## START Given entries
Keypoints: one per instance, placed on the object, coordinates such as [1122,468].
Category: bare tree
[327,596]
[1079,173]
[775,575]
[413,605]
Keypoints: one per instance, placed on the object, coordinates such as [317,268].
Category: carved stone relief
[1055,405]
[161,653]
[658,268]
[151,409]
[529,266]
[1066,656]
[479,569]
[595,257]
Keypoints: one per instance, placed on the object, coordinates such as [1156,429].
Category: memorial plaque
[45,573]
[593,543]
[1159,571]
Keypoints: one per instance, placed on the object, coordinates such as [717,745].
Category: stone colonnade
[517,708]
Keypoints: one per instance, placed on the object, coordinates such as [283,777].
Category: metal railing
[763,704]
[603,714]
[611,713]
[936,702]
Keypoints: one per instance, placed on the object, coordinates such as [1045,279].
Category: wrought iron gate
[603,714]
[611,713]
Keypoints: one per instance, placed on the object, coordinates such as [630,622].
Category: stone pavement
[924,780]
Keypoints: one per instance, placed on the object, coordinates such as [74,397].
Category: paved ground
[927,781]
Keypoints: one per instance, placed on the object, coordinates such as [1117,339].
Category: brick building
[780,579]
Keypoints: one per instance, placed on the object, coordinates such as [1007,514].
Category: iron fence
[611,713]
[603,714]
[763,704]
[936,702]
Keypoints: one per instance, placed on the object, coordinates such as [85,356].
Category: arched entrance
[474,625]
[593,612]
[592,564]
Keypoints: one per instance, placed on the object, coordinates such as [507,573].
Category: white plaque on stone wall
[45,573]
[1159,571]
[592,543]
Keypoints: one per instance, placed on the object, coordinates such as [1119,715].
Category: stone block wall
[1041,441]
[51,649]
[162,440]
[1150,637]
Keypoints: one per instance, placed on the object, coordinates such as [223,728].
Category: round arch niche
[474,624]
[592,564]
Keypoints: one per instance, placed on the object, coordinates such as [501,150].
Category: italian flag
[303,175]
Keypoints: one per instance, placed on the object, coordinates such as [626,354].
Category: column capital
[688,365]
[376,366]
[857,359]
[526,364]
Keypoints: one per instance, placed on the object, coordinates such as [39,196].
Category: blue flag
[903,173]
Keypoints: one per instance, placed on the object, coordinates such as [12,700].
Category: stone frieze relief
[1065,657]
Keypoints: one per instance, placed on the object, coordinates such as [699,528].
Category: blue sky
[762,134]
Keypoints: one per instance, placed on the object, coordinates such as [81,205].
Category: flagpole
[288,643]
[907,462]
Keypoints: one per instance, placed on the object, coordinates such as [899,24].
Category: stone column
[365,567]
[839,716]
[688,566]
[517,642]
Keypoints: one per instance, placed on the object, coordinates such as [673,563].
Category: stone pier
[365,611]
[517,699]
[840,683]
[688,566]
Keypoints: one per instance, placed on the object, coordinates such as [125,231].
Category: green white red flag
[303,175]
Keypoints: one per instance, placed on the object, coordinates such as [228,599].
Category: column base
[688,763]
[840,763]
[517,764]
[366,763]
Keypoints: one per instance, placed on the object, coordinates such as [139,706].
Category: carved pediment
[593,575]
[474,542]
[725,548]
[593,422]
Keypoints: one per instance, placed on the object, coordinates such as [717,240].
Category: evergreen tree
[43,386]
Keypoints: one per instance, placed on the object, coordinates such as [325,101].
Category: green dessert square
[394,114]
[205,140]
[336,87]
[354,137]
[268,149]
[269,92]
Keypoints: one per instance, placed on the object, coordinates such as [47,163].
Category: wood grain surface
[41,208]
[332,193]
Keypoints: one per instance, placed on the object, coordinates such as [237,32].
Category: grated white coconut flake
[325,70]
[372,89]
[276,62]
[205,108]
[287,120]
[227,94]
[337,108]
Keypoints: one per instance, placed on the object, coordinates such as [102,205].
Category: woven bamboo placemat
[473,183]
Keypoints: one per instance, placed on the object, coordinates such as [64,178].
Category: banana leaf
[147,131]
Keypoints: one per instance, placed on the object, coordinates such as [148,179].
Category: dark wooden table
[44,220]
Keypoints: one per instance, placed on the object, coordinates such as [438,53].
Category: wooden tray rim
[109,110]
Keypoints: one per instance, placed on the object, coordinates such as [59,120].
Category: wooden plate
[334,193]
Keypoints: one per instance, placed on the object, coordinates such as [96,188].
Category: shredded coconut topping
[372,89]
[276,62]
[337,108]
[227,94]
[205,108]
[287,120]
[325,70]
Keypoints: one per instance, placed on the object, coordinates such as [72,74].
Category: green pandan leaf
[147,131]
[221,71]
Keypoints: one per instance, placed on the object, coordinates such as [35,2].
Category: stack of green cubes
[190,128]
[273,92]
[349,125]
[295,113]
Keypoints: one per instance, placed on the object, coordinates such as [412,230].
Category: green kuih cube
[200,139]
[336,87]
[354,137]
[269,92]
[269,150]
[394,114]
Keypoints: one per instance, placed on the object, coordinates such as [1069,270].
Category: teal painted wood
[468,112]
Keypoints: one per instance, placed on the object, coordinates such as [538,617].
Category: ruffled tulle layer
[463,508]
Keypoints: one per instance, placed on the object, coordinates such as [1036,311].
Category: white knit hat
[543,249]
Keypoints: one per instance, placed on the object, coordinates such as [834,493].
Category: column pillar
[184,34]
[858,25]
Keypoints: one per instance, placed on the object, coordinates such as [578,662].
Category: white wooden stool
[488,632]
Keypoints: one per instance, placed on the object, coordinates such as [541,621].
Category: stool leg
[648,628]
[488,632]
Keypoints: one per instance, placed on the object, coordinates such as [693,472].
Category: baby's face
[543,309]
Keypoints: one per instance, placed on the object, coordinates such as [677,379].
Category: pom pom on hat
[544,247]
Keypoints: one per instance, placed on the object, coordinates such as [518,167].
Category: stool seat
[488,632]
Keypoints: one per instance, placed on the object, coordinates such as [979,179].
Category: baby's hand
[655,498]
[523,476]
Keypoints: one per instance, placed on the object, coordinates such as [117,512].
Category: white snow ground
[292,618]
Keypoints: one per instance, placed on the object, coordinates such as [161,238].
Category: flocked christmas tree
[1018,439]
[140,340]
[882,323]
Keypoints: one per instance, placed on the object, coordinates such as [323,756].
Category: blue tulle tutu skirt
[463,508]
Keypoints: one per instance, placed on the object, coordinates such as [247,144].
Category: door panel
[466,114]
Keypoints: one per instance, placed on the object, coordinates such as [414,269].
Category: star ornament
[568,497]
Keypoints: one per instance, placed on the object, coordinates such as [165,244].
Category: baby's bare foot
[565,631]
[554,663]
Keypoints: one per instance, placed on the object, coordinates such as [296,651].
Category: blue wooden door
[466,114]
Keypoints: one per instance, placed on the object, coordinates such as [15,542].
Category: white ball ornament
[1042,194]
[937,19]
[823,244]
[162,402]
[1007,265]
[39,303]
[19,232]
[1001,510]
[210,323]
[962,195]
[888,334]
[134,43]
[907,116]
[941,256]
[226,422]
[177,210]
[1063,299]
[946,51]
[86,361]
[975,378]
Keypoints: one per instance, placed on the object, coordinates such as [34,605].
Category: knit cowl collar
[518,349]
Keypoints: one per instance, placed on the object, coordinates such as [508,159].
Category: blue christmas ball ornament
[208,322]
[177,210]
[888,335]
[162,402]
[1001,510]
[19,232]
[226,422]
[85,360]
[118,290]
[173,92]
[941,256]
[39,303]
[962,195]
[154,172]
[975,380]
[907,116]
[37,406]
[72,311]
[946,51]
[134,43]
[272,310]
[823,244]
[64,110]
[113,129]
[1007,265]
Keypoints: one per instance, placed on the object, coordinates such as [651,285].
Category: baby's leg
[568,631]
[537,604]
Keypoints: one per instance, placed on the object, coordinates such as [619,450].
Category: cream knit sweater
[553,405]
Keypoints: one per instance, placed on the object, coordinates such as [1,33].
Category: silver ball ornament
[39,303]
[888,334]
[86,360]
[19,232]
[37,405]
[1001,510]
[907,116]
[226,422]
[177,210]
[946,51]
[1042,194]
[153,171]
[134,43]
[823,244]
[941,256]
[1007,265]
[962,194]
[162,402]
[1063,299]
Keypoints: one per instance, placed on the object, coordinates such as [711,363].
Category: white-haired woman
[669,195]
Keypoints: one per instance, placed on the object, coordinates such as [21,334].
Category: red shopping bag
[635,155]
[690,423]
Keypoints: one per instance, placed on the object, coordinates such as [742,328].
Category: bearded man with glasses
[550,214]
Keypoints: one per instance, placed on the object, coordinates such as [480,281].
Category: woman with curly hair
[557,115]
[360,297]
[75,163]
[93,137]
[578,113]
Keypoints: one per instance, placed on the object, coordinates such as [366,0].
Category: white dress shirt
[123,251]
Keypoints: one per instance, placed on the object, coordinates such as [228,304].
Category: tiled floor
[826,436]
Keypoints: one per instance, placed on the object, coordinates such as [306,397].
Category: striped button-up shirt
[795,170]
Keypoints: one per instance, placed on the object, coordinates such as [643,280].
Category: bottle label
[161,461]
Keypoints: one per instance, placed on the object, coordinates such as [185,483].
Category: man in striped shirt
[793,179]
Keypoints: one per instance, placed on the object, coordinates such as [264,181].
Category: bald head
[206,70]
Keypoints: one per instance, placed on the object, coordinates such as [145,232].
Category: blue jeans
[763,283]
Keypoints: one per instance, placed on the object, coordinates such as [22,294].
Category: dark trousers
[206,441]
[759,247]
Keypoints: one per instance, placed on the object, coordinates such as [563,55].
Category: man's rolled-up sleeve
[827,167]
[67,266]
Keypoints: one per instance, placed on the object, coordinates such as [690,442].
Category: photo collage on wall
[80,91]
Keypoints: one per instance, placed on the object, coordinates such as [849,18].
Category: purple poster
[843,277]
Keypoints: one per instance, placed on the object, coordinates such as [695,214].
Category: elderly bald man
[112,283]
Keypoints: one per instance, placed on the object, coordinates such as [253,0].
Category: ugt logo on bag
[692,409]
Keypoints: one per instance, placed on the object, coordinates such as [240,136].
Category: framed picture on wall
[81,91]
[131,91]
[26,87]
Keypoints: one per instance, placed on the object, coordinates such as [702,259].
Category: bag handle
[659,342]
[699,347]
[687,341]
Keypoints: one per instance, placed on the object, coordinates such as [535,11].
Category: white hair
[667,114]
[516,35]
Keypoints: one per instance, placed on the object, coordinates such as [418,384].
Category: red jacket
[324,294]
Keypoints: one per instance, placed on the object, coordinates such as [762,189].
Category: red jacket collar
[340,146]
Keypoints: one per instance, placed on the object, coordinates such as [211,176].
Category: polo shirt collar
## END Given entries
> _Problem requirements_
Each line from the one containing "such as [702,259]." through the end of the entries, both included, is to be returned exactly, with no other lines.

> _Result of this exercise_
Keypoints: one per instance, placed on the object, coordinates such as [702,259].
Category: bag handle
[659,342]
[699,347]
[687,341]
Keypoints: one per instance, placed on the object, coordinates such as [535,11].
Category: white hair
[667,114]
[516,35]
Keypoints: one per instance, placed on the object, coordinates such as [418,384].
Category: red jacket
[324,294]
Keypoints: one per instance, placed on the object, coordinates such as [762,189].
Category: red jacket collar
[340,146]
Keypoints: one per instance, placed on the object, coordinates such as [211,176].
Category: polo shirt collar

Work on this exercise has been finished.